What to Ask the Vet About Your Dog

Medically Reviewed by Amy Flowers, DVM on August 11, 2022
3 min read

Dog people know that their pooches are part of the family. And just like kids need checkups with their doctor, your pup needs regular trips to their veterinarian as well. How can you get the most from those visits? Make sure you ask your vet the right questions about your dog, from nutritional needs to vaccinations to behavioral issues.

If your pet has any new or unusual issues that worry you, be sure to mention them to the vet. But if they are perfectly healthy, you can still cover the basics.

Before you can ask your questions, you need to schedule your visit. It's best to call ahead for an appointment -- "walk-ins" can be hard for some clinics to work into the schedule. Another way to streamline your appointment is to tell the receptionist or technician about any specific concerns you have when you check in. That way, your veterinarian has a heads-up. Also, find out ahead of time if the vet will need a sample of your dog’s pee or poop -- if so, keep that in mind before you arrive. And make sure your pup is on a leash or in a carrier!

Hopefully, you've kept up with your pet’s tests and vaccination schedule, but if you haven't (or if you've rescued a dog and don’t have their medical records), you should make sure they are up to date on bloodwork, screenings and shots. It's not a bad idea to ask your vet or their staff about which ones your pooch needs, now or in the future, and note the info on your calendar.

We humans brush our teeth twice a day, but we forget that our four-legged friends need to take care of their pearly whites, too. Gum disease is the most common condition that affects adult pets, and it's one of the most preventable. Besides daily brushing at home, your dog may be due for a professional dental cleaning, which means putting them under general anesthesia so that the vet can properly check, X-ray, clean, and polish their teeth.

A proper weight is crucial for your dog’s health and well-being. Because every breed is different, it's hard to know the right number for your little (or big) guy. But it’s especially important for specific breeds that are prone to conditions like arthritis, hip dysplasia, heart disease, and more. If your pup does have a few extra pounds to drop, ask your vet if they can recommend any weight loss and exercise plans.

The many aisles of dog food at the pet store can be a bit overwhelming. Ask your vet for advice on types and brands that may work best.

Even indoor pets are at risk for dangerous pests that may choose your pet as their next meal. Ask your vet about which flea, tick, and heartworm prevention medicines they recommend for your pooch. The right ones may depend on where you live, your pet's lifestyle, and your budget. Some flea and tick meds are pills they swallow, medication you put on their skin, or collars or tags they can wear. Heartworm prevention can come as a monthly chewables, topical liquid or injectables.

This is your chance to ask the doctor if Fido's behavior is just a quirk or a sign that something is going on with their health. If something seems off, your vet will likely recommend treatments or refer you to a qualified trainer or veterinary behaviorist to solve problems like aggression, anxiety, a lot of barking, urine marking, and other issues. 

Ask your vet about costs for routine tests as well as specialized exams before your dog gets them. Make sure you understand each fee and why it is necessary for your pooch's health.

Your veterinarian is here to help your dog, so don't be afraid to ask what's going on and what you can do to help them live a long life.

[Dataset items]
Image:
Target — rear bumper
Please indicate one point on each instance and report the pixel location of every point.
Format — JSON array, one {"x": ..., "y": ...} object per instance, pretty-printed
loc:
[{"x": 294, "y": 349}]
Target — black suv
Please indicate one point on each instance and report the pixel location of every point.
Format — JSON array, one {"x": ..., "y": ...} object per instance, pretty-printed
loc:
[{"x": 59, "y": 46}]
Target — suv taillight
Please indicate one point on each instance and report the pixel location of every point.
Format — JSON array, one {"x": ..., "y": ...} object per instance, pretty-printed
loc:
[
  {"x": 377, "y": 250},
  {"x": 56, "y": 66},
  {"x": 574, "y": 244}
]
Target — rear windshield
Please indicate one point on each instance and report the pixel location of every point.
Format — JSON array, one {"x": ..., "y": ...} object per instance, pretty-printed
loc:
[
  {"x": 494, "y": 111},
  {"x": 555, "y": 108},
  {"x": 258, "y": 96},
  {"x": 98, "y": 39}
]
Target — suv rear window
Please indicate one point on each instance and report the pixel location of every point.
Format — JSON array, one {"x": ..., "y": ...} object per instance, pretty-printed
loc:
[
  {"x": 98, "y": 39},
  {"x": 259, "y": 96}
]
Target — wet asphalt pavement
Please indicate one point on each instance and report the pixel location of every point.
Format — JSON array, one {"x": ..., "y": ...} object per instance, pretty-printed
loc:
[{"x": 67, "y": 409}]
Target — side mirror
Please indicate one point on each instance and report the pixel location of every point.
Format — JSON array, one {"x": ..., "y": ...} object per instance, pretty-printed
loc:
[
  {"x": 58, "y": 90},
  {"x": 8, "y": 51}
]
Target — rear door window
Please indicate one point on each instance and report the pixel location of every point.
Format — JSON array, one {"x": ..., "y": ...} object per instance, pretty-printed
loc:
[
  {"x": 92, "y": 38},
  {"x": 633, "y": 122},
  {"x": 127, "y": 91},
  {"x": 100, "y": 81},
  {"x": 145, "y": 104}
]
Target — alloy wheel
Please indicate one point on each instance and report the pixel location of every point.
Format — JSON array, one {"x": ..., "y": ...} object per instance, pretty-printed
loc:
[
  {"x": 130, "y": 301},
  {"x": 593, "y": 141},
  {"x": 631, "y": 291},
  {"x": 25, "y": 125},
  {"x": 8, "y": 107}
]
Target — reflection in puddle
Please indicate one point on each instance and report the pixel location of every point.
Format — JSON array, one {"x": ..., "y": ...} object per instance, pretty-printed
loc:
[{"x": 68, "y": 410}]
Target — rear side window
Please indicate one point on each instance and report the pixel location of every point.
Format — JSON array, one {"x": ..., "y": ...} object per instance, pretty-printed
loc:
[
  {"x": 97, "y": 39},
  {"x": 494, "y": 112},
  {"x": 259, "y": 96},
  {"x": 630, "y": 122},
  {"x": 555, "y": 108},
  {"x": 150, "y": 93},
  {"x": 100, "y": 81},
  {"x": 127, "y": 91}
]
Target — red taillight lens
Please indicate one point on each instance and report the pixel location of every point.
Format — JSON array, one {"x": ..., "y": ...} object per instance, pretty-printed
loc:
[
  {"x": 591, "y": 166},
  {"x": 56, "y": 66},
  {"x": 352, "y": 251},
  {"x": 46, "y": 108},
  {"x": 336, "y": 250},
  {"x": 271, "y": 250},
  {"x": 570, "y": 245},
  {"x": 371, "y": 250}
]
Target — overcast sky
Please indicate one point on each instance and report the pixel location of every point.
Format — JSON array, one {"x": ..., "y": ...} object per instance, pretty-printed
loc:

- TASK REQUIREMENTS
- A) According to the vet visit article, what is the most common condition that affects adult pets?
- B) Return the part of the vet visit article from "If your pet" to "in a carrier!".
None of the data is needed.

- RESULTS FOR EACH TASK
- A) Gum disease.

- B)
If your pet has any new or unusual issues that worry you, be sure to mention them to the vet. But if they are perfectly healthy, you can still cover the basics.

Before you can ask your questions, you need to schedule your visit. It's best to call ahead for an appointment -- "walk-ins" can be hard for some clinics to work into the schedule. Another way to streamline your appointment is to tell the receptionist or technician about any specific concerns you have when you check in. That way, your veterinarian has a heads-up. Also, find out ahead of time if the vet will need a sample of your dog’s pee or poop -- if so, keep that in mind before you arrive. And make sure your pup is on a leash or in a carrier!